> _Your assignment_:
From the data below, set down exactly the lines between the one holding "target | calm" and the one holding "target | uppermost", inclusive, and no others.

[Items from a data source]
^^^^^^^^^^^^^^^^

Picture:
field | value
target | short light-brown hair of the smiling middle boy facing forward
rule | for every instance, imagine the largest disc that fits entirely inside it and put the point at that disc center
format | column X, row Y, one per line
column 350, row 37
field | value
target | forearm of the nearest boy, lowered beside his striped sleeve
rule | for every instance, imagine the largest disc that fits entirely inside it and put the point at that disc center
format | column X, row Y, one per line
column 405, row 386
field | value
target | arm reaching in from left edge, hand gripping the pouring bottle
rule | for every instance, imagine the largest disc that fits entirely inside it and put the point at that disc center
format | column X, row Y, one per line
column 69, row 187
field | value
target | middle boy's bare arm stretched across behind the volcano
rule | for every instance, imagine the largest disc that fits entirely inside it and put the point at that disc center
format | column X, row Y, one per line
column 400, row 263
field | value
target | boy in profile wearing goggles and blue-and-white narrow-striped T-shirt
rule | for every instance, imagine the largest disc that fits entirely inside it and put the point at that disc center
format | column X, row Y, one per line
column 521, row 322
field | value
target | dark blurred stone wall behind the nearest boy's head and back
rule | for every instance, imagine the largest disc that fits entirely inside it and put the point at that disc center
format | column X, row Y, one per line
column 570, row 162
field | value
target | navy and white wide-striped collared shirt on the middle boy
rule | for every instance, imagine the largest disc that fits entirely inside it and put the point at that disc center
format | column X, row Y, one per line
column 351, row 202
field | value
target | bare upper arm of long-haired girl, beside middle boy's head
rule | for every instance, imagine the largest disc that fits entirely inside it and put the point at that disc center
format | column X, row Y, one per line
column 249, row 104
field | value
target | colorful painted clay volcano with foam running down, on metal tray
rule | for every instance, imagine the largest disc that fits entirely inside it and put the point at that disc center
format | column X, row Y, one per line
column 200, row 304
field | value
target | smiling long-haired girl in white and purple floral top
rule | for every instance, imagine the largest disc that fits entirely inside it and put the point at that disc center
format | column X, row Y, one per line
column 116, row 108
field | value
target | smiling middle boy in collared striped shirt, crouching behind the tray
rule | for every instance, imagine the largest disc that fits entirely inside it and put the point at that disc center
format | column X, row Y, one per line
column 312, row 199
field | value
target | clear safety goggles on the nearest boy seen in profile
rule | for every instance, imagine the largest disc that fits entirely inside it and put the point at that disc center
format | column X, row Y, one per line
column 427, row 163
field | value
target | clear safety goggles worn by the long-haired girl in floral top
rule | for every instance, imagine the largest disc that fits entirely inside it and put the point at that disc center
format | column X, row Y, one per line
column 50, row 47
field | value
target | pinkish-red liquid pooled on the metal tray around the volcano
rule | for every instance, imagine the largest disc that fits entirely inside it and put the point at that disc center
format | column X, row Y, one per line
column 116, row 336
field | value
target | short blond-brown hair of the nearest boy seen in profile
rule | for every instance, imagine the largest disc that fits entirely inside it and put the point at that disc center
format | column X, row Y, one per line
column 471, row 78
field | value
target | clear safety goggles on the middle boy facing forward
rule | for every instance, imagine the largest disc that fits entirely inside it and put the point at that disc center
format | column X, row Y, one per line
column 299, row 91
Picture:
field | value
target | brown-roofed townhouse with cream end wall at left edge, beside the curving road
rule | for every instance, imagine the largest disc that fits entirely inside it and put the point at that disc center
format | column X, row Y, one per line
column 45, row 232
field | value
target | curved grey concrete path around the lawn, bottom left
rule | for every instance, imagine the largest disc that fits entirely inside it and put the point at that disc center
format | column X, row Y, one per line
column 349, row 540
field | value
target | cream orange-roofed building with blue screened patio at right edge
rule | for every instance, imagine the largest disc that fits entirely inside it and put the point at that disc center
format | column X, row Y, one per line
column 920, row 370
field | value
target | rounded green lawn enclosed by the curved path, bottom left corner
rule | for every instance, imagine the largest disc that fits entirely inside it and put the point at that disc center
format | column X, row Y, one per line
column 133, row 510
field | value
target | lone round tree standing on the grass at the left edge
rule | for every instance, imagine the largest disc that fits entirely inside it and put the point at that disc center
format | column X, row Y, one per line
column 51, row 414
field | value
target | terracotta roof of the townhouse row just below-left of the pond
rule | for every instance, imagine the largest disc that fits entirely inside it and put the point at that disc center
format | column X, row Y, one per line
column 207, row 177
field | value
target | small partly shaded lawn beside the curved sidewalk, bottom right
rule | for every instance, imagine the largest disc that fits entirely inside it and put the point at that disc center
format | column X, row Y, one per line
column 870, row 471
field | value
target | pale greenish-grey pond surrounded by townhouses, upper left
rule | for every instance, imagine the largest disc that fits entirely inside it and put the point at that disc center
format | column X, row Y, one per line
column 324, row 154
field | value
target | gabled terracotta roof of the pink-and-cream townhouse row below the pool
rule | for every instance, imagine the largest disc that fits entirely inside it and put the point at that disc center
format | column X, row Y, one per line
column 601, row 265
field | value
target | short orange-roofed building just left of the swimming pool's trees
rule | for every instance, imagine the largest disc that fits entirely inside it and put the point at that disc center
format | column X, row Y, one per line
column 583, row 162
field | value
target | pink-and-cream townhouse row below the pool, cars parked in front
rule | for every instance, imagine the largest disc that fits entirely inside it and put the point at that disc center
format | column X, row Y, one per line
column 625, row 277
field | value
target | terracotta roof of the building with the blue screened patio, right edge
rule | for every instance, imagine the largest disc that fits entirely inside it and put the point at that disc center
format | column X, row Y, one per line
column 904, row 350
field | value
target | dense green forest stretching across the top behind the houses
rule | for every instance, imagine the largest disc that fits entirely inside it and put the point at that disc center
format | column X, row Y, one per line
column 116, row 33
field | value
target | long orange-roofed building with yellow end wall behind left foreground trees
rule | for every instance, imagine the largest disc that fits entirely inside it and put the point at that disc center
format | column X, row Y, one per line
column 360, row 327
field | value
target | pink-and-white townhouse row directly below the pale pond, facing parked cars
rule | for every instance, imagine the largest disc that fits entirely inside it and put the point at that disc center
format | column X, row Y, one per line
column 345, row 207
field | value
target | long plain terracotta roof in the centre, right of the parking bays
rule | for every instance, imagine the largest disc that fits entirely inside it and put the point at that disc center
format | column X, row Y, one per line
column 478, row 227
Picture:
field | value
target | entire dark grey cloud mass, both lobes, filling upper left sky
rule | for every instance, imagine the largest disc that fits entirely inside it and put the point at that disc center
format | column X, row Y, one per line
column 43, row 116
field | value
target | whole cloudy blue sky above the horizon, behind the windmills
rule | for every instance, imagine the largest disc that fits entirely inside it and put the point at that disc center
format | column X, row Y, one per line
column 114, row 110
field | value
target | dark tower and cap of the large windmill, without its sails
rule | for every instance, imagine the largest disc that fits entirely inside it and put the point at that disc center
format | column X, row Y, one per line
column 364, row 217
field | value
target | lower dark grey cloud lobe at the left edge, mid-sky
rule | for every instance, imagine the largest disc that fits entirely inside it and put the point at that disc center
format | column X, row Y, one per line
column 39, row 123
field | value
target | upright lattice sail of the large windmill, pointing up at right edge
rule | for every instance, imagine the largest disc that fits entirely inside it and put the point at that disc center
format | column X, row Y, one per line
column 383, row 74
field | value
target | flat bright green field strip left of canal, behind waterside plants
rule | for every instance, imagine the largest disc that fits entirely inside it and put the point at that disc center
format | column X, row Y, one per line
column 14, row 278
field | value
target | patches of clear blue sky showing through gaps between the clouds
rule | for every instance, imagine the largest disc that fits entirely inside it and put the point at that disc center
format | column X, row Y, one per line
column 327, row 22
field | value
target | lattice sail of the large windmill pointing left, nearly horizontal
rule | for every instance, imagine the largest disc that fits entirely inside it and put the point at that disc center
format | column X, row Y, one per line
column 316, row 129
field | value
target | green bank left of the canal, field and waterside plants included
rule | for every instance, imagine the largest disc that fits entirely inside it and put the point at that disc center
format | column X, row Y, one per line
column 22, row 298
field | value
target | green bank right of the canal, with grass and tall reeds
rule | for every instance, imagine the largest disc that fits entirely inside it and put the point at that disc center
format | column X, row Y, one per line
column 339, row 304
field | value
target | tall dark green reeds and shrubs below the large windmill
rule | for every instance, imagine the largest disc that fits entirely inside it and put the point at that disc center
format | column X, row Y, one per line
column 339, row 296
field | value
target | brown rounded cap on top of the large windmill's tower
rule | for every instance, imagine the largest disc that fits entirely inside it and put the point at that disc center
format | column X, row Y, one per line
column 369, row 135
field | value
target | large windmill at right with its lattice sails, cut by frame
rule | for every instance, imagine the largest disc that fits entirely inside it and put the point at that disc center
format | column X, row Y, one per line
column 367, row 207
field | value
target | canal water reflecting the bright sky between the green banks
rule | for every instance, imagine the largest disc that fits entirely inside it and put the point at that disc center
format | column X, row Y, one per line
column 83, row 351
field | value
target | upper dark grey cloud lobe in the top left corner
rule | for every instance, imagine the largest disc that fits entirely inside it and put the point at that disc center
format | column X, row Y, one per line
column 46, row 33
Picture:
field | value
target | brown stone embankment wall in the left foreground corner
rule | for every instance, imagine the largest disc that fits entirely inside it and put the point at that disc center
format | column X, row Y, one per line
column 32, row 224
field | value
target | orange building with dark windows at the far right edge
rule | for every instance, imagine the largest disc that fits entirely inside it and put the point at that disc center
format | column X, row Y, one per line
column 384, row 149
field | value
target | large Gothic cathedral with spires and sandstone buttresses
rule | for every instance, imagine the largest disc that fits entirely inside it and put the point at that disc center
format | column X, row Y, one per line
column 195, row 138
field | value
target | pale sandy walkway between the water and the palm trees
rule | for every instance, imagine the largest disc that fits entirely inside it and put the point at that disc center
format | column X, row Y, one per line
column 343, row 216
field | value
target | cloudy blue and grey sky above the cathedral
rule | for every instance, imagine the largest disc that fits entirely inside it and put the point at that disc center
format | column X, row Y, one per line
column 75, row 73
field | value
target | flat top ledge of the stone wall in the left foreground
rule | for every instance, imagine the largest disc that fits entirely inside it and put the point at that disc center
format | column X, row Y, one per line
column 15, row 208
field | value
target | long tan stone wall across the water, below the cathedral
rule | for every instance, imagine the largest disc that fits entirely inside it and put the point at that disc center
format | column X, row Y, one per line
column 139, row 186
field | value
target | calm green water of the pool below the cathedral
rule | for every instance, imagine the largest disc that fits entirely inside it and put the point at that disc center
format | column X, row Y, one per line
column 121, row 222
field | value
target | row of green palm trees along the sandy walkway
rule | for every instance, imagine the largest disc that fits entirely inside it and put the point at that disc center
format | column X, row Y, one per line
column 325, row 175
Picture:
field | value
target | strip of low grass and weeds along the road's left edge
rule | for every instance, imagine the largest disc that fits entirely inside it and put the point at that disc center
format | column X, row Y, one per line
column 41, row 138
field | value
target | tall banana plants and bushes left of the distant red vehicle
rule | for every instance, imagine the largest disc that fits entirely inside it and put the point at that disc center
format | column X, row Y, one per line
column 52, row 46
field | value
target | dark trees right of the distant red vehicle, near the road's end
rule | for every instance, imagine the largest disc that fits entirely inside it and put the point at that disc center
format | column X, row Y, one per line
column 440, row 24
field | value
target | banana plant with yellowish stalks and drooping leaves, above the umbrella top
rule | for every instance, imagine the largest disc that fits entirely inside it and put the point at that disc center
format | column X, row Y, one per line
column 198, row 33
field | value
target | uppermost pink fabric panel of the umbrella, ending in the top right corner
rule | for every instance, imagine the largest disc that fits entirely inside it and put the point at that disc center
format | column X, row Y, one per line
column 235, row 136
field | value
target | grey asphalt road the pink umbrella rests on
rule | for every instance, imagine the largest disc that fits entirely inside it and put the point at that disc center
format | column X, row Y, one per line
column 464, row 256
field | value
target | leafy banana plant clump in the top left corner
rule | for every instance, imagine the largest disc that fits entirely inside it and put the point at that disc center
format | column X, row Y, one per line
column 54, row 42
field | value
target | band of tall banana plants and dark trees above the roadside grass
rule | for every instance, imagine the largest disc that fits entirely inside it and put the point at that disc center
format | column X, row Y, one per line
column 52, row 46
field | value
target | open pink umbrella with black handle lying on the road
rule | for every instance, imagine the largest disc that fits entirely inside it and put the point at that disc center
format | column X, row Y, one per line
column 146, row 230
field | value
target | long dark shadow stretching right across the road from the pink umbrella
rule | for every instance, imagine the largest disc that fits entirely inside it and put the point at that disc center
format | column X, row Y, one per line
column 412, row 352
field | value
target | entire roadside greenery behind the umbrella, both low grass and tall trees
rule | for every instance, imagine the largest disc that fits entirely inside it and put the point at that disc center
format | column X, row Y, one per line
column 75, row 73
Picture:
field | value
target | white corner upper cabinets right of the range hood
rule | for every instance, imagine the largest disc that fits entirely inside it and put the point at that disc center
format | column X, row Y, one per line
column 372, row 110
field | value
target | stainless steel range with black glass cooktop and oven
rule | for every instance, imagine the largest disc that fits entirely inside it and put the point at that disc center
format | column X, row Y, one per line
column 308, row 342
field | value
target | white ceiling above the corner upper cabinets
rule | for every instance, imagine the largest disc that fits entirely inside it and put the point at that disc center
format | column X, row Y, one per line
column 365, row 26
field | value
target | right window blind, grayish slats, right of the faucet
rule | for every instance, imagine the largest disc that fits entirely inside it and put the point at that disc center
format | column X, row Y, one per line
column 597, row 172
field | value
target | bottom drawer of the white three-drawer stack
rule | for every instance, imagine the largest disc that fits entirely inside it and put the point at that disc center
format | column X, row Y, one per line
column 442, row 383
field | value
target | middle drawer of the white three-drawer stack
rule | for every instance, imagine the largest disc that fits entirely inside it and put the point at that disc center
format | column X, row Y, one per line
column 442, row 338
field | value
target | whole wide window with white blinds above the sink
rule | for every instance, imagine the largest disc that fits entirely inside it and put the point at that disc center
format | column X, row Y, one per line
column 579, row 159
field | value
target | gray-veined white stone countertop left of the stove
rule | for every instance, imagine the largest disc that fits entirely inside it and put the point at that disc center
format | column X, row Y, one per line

^^^^^^^^^^^^^^^^

> _Answer below_:
target | calm green water of the pool below the cathedral
rule | for every instance, imagine the largest disc that fits entirely inside it and put the point at that disc center
format | column X, row Y, one per line
column 121, row 222
field | value
target | row of green palm trees along the sandy walkway
rule | for every instance, imagine the largest disc that fits entirely inside it and put the point at that disc center
format | column X, row Y, one per line
column 325, row 175
Picture:
field | value
target | strip of low grass and weeds along the road's left edge
rule | for every instance, imagine the largest disc that fits entirely inside it and put the point at that disc center
format | column X, row Y, one per line
column 41, row 138
field | value
target | tall banana plants and bushes left of the distant red vehicle
rule | for every instance, imagine the largest disc that fits entirely inside it and put the point at that disc center
format | column X, row Y, one per line
column 52, row 46
field | value
target | dark trees right of the distant red vehicle, near the road's end
rule | for every instance, imagine the largest disc that fits entirely inside it and put the point at that disc center
format | column X, row Y, one per line
column 440, row 24
field | value
target | banana plant with yellowish stalks and drooping leaves, above the umbrella top
rule | for every instance, imagine the largest disc that fits entirely inside it and put the point at that disc center
format | column X, row Y, one per line
column 198, row 33
field | value
target | uppermost pink fabric panel of the umbrella, ending in the top right corner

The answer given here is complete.